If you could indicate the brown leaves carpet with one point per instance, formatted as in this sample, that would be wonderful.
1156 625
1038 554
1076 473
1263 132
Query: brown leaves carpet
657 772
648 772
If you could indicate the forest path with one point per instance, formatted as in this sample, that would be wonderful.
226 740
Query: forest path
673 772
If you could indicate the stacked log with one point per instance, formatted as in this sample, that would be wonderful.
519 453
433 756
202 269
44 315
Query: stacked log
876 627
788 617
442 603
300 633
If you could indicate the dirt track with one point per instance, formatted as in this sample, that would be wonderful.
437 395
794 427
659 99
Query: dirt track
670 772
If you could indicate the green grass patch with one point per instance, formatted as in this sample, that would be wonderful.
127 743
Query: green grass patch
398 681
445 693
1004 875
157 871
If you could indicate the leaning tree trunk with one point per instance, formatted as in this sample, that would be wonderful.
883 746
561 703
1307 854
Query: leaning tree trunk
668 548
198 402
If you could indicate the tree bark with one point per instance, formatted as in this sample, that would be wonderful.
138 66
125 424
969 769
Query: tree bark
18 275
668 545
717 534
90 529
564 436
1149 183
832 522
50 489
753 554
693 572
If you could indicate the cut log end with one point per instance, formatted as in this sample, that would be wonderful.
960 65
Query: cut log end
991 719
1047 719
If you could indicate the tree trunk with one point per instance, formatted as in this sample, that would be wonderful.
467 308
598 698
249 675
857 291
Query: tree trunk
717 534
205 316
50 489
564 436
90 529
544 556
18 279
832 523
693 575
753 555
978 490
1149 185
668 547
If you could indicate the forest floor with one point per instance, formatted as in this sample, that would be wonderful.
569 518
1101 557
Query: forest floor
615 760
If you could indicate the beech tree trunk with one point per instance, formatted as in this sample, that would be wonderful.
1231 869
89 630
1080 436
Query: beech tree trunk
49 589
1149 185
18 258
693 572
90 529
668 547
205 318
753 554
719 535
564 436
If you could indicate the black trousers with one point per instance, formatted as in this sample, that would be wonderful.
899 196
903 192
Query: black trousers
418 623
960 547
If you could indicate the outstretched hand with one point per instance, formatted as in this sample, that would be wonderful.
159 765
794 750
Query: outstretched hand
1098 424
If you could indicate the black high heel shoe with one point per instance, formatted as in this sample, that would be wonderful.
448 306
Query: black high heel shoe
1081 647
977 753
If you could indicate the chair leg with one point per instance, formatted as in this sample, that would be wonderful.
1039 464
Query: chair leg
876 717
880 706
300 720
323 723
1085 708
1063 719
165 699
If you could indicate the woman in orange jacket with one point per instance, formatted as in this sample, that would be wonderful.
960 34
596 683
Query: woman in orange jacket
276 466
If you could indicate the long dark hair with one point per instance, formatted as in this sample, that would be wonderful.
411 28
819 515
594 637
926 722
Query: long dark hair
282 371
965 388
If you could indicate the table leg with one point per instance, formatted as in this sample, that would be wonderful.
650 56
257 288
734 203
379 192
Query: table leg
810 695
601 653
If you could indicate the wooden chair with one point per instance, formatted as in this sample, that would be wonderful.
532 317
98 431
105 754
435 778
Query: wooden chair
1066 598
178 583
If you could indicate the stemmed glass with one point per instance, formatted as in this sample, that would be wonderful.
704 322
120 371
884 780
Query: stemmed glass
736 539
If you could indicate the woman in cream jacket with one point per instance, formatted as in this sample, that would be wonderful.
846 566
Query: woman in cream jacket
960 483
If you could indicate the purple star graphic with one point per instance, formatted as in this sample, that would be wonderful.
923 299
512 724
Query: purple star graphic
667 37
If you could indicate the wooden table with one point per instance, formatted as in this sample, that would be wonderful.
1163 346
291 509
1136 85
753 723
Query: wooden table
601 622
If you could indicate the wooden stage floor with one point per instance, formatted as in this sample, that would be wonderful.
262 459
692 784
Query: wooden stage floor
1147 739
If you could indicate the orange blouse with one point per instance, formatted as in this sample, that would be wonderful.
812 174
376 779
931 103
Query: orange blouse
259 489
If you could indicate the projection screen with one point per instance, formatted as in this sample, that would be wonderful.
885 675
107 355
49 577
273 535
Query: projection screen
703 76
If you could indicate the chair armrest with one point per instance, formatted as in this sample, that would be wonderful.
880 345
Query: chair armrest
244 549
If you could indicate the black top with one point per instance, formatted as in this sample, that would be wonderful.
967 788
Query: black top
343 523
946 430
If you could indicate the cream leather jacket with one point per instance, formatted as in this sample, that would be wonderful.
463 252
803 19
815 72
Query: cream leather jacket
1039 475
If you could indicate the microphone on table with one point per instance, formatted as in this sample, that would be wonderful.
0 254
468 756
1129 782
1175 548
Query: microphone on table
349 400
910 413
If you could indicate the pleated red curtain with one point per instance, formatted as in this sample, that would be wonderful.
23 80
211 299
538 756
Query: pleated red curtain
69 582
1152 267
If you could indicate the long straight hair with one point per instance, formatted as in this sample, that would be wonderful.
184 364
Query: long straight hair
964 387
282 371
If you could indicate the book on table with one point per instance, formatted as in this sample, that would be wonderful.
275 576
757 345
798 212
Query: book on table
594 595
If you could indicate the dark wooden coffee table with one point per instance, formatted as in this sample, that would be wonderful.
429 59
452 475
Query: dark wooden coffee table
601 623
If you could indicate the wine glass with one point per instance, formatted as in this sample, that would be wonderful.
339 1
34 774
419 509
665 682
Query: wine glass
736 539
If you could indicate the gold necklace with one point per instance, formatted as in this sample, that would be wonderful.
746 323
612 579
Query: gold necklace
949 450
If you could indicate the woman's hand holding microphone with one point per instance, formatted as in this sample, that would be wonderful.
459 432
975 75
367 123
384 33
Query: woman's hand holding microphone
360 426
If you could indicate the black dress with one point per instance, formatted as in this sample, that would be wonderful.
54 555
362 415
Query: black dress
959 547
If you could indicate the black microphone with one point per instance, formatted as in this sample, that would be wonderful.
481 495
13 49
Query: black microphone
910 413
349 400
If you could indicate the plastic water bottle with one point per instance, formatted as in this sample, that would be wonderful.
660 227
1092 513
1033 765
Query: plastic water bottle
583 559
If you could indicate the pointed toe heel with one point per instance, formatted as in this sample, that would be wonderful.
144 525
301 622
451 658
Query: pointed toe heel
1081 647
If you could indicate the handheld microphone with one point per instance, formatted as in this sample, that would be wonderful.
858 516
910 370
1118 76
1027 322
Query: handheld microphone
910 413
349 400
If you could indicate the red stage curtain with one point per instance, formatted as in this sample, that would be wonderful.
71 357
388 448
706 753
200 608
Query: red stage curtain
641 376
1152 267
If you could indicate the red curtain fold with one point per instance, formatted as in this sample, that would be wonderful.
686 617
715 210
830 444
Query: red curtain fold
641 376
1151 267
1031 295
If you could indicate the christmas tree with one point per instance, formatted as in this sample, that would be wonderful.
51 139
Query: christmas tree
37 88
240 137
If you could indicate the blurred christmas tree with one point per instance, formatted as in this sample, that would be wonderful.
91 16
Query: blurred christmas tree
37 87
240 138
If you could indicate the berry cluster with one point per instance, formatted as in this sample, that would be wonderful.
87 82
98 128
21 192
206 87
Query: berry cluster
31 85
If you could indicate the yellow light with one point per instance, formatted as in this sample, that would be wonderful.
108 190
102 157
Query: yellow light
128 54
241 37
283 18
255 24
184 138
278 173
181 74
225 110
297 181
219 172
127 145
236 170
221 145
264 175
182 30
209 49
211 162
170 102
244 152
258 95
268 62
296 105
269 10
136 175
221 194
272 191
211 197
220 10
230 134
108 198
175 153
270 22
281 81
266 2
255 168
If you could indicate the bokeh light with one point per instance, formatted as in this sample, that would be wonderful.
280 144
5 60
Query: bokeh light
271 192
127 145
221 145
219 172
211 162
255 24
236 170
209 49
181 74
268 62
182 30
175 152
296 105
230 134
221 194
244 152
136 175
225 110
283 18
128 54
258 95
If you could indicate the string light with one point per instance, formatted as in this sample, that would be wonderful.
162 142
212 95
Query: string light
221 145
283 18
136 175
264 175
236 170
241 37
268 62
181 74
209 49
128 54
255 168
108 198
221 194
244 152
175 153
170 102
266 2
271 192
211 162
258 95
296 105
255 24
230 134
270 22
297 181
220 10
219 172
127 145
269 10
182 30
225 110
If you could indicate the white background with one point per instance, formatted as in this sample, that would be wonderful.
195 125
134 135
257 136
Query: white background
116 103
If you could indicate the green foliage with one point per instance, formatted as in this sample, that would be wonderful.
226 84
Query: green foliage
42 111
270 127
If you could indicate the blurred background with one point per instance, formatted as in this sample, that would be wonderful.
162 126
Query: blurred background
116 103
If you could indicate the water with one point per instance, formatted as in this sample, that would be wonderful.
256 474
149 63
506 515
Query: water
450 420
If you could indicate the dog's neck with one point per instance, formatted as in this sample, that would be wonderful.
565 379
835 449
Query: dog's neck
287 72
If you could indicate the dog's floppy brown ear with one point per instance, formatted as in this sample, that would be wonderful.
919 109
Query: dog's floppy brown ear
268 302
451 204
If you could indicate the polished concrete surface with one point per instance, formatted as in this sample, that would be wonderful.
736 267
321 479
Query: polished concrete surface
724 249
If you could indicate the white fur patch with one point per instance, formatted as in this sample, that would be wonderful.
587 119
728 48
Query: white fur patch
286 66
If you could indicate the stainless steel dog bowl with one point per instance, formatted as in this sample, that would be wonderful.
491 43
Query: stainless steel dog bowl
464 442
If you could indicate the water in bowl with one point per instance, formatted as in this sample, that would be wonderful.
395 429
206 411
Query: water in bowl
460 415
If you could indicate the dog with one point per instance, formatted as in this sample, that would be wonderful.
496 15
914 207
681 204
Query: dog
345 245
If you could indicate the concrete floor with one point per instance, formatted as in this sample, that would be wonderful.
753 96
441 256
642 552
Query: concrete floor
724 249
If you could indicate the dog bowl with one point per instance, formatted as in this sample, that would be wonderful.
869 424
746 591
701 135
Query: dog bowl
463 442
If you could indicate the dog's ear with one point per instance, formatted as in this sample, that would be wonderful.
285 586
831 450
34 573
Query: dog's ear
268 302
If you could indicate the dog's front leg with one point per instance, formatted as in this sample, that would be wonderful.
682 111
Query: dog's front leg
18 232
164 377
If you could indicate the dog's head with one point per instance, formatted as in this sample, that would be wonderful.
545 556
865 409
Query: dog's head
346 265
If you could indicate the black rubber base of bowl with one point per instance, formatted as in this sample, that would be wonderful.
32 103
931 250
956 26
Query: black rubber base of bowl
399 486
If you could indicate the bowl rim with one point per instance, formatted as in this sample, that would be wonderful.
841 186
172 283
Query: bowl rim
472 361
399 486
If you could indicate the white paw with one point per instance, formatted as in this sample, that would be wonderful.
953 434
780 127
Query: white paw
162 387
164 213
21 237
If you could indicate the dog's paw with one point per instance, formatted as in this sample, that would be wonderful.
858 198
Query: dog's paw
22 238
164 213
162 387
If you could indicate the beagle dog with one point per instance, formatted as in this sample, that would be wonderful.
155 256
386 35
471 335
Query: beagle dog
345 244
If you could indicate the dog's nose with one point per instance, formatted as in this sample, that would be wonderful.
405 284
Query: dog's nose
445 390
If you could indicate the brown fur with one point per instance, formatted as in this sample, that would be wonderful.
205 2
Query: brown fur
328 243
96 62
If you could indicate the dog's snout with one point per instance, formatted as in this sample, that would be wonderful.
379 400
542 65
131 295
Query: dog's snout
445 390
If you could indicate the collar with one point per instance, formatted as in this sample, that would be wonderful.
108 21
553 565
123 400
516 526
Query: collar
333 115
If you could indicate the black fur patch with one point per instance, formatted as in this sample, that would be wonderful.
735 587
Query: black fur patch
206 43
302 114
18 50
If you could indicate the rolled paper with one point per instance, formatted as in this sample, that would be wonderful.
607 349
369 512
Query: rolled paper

> **WHAT IS NEEDED**: Above are the records; copy exactly the lines from the one with "If you could indicate the dog's snout" through the final line.

> **WRITTEN SOLUTION**:
If you could indicate the dog's snout with one point per instance, formatted as in this sample, that would be wonderful.
379 400
542 65
131 295
Query: dog's snout
445 390
If you could indicate the collar with one point per instance, formatted as in this sample, that would be wonderful.
108 21
553 565
123 400
516 526
Query: collar
333 115
If you could indicate the black fur patch with one point per instance, formatted as in this sample, that would be wonderful.
735 587
Query: black fur patch
206 43
302 114
18 50
If you could indicate the rolled paper with one point per instance, formatted as in this sample, that would be wonderful.
607 349
369 512
Query: rolled paper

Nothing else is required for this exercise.